**TASK DESCRIPTION**
Please output exactly the lines that run from the line with "the blue wristband" through the final line of the data, inclusive, and nothing more.

**SOURCE RECORDS**
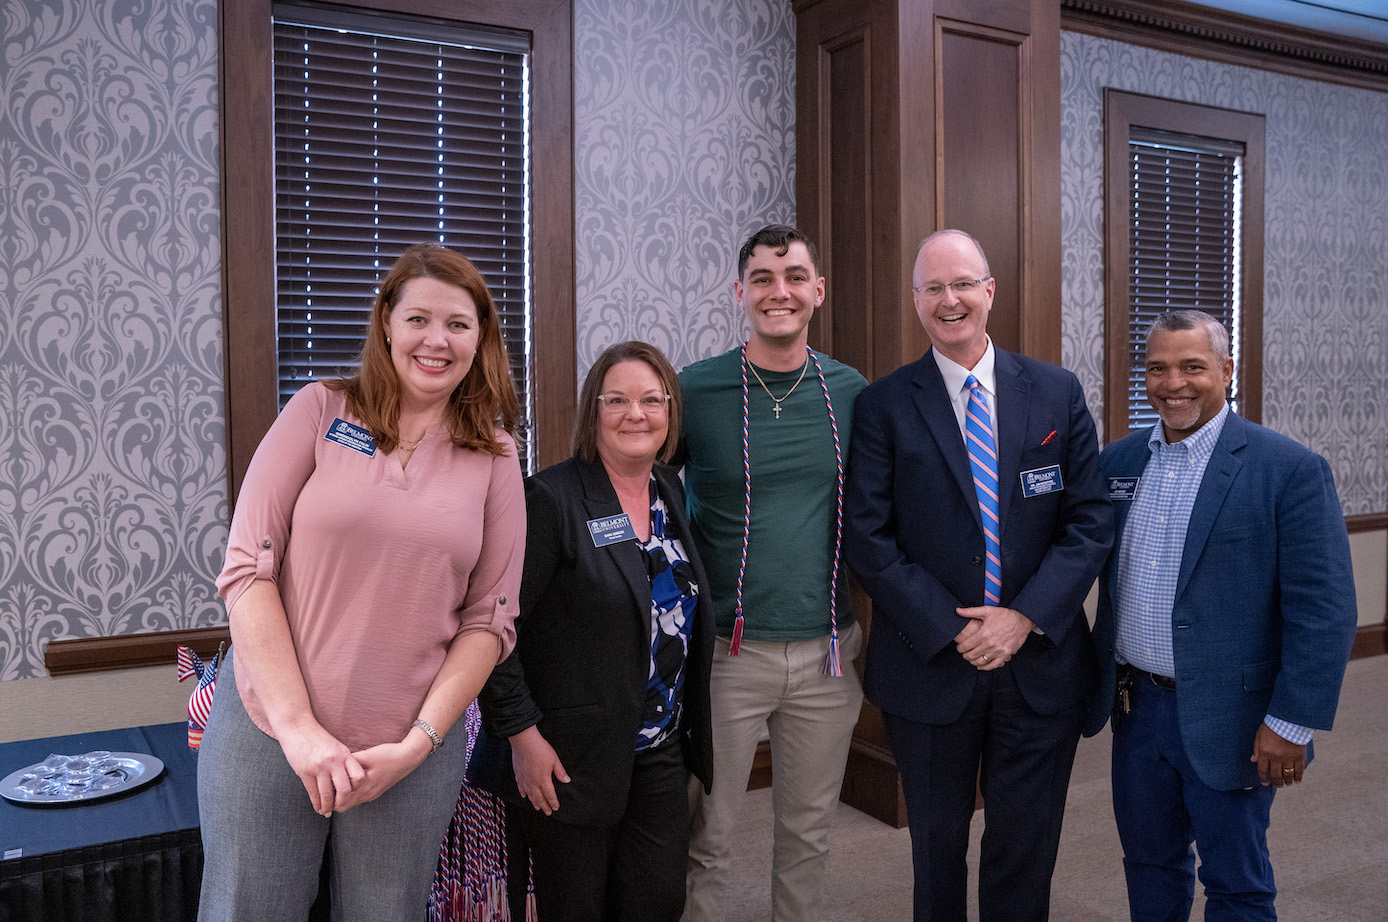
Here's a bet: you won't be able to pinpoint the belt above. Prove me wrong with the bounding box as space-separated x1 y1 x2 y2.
1128 666 1176 691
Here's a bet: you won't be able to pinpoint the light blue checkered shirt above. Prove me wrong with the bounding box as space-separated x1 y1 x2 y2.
1114 405 1310 744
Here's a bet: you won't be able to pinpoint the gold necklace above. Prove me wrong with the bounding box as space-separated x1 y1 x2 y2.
398 431 427 452
748 357 809 419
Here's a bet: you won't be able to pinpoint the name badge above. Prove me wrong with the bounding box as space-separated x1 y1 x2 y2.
588 513 637 547
1108 476 1140 501
1019 464 1064 498
324 418 377 457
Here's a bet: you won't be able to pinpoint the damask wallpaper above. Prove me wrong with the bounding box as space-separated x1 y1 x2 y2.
0 0 799 679
5 4 1379 681
0 0 227 679
573 0 797 374
1060 30 1388 515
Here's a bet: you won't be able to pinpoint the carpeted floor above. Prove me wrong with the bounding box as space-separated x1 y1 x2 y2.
719 654 1388 921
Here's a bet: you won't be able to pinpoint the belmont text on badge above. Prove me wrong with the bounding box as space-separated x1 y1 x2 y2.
324 418 377 456
1108 476 1140 501
587 513 637 547
1019 464 1065 498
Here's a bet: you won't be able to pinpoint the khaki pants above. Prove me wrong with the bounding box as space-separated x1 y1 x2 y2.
683 621 864 922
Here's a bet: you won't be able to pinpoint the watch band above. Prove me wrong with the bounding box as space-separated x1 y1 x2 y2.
412 718 444 755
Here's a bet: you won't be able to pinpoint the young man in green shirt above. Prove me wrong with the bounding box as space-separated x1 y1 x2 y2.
679 225 867 922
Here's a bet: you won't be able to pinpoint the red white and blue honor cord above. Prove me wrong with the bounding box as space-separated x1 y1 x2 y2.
731 344 846 677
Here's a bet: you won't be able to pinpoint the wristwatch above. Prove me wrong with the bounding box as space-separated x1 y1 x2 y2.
412 719 444 755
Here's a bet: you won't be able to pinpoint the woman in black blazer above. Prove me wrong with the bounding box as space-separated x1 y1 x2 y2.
470 341 714 922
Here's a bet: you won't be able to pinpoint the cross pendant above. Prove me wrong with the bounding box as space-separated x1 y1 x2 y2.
772 402 782 419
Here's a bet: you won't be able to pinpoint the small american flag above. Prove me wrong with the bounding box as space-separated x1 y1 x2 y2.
177 642 223 749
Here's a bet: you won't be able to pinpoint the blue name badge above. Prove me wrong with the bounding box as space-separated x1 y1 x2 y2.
587 513 637 548
324 418 377 457
1108 476 1140 501
1019 464 1064 498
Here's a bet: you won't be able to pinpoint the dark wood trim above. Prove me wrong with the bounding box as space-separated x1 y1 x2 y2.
1102 89 1265 441
1061 0 1388 93
841 734 910 827
45 627 233 677
1351 623 1386 660
220 0 278 504
220 0 575 497
1345 512 1388 534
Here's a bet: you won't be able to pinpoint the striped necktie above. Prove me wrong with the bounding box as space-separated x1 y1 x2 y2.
964 375 1002 605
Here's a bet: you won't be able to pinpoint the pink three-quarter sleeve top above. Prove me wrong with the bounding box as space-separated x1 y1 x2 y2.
216 383 523 751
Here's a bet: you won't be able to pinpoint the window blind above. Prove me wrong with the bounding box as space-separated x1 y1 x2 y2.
272 5 532 461
1126 128 1243 432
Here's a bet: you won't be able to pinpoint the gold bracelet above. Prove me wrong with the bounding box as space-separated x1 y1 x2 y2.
412 718 444 755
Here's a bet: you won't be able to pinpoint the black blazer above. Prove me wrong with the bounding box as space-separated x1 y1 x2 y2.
469 456 715 826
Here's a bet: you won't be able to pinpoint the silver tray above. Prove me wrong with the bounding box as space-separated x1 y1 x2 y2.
0 753 165 805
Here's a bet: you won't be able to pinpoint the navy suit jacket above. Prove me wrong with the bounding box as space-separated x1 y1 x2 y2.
844 347 1113 724
1084 412 1358 791
469 456 715 826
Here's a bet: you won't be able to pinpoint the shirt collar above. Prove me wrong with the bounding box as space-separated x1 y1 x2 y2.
1147 402 1230 462
932 338 996 398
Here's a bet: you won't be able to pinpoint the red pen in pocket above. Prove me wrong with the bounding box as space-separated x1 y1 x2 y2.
1041 430 1057 446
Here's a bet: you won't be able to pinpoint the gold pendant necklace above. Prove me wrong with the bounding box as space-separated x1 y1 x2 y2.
748 357 809 419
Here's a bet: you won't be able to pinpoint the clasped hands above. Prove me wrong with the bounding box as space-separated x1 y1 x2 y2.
281 718 434 817
954 605 1033 671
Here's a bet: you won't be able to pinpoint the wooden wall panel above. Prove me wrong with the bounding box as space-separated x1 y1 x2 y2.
795 0 1064 827
938 23 1024 354
824 30 873 374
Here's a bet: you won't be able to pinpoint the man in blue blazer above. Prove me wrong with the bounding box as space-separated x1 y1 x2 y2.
1084 309 1357 921
844 230 1113 921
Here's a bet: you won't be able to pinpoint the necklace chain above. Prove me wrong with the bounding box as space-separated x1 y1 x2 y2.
748 356 809 420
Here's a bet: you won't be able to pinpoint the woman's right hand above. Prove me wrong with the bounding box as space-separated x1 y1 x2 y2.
509 725 569 815
277 717 366 817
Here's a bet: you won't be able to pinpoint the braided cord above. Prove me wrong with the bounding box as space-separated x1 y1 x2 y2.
733 344 846 676
809 350 845 677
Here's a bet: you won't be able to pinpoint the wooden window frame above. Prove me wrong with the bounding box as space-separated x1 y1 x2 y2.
222 0 574 502
42 0 574 676
1103 89 1265 440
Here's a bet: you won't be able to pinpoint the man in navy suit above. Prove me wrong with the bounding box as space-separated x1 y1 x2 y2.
1085 309 1357 921
844 229 1113 921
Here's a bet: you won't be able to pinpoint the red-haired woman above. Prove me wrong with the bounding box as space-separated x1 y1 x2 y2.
198 244 525 921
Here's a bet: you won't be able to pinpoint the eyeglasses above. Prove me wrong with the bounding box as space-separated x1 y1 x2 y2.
597 393 671 413
911 278 990 299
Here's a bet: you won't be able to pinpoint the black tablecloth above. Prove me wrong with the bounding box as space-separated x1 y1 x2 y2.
0 722 200 922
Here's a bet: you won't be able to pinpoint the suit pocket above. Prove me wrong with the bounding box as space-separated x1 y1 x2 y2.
1242 660 1277 692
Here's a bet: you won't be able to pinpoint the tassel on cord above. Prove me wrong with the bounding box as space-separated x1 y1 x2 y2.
729 612 745 656
821 630 842 677
525 849 539 922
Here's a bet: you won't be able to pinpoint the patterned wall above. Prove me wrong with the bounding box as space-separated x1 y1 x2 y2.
573 0 797 376
1060 31 1388 515
0 0 799 679
0 0 227 679
6 5 1378 679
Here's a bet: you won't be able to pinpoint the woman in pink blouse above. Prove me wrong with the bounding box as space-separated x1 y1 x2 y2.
197 244 525 921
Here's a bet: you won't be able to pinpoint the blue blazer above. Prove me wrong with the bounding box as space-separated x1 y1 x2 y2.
469 456 715 826
844 348 1113 724
1084 413 1358 791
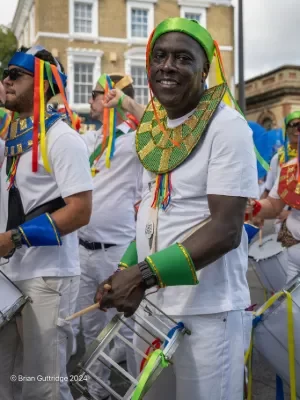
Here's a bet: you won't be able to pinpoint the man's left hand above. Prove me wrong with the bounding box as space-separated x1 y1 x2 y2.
0 231 15 257
95 265 146 317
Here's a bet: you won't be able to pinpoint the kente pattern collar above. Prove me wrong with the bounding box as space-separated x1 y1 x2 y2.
136 83 227 174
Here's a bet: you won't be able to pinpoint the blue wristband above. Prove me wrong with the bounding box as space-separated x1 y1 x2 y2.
18 213 62 247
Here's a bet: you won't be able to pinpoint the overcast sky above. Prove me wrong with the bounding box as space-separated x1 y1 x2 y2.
0 0 299 81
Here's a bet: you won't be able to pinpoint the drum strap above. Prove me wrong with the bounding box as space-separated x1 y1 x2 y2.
5 157 65 232
245 291 297 400
132 349 169 400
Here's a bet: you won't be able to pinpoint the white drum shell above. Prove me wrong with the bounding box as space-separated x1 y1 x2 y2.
249 234 287 292
0 271 28 329
253 276 300 396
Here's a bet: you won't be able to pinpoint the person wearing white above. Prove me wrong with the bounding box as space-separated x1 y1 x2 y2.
95 18 259 400
268 181 300 282
0 47 93 400
260 114 300 231
74 74 143 400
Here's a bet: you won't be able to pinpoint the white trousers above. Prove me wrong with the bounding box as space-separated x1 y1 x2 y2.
286 243 300 284
134 310 252 400
0 276 80 400
73 244 136 399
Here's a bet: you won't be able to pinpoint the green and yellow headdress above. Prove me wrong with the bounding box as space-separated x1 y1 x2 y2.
282 111 300 182
146 18 235 110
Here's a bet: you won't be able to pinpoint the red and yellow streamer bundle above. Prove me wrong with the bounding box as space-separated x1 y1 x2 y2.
32 59 75 173
102 75 117 168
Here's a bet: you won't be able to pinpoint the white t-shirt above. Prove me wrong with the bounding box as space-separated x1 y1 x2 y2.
0 119 93 281
79 122 143 245
269 175 300 241
265 153 279 191
136 103 259 315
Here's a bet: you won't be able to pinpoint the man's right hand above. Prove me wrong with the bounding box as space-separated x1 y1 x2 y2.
103 88 128 110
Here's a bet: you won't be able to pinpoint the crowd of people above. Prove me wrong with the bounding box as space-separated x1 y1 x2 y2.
0 16 299 400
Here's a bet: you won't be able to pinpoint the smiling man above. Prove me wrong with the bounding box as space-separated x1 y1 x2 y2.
95 18 258 400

**EXERCISE RESPONSE**
Here's a bet: you won't be able to pinpoint the blue wristband above. Prove me wrong with the bounding box as space-separated x1 y1 x2 y2.
18 213 62 247
Here's a bet: you won't be able to pinpoint the overcast sky above. Prove me wrong with the bounding box as space-separated x1 y1 x2 y2.
0 0 299 81
Here's a bet: you won't be able to pinpoint the drum strap above. Prove me wrong with the bounding box as space-separated x1 y1 x2 y2.
5 157 65 232
245 291 297 400
132 349 169 400
Here's a bet: you won't be able to pinpoint the white drum shell above. Prove me wrong with the bounding box as space-separated x1 y1 x2 y2.
249 234 287 292
0 271 28 329
253 276 300 396
Here's a bet: you won't be able to pinpoint the person wearing white above. Prove me wrong with the bounding box as space-separated x1 y1 x2 y2.
95 18 259 400
268 181 300 282
0 47 93 400
260 114 300 231
74 74 143 400
Here's a bet: you won't be able to pinpoint the white trousers above. Prove me wrong with the bounding box as space-separated x1 y1 x2 y2.
286 243 300 284
134 310 252 400
0 276 80 400
73 244 136 399
Here's a bet: you won't be able to pinpoint the green and yellow headdress above. Prove me wrong with the bounding box as space-separated x1 y1 x2 y2.
282 111 300 182
146 18 235 110
Here's a bet: you won't be able to pinpoint the red and yellow streamer bundle above. Prove me wrong with the bounding box as space-separated x1 y1 x2 y2.
32 59 75 173
102 75 117 168
Here's a bet: you won't be able to pinpoint the white t-shirt above. Prove me wrong with the bounding box as space-separated x1 y1 x2 y2.
0 119 93 281
79 122 143 245
269 175 300 241
265 153 279 191
136 103 259 315
Here's a bet: you won't be able to pinpoint the man's right hand above. Prove me wrong with the bounding box as space-separated x1 y1 x2 y2.
103 88 128 110
Here's a bet: you won't be able to pinpoint the crowd of people above. Prove me wrong with the bounding box as space-separated x1 y1 x2 y2.
0 16 299 400
Here's a bet: you won't be able to pinpoint the smiling man above. Prove me wrong with the bounding box as space-separated x1 y1 x2 y2.
95 18 258 400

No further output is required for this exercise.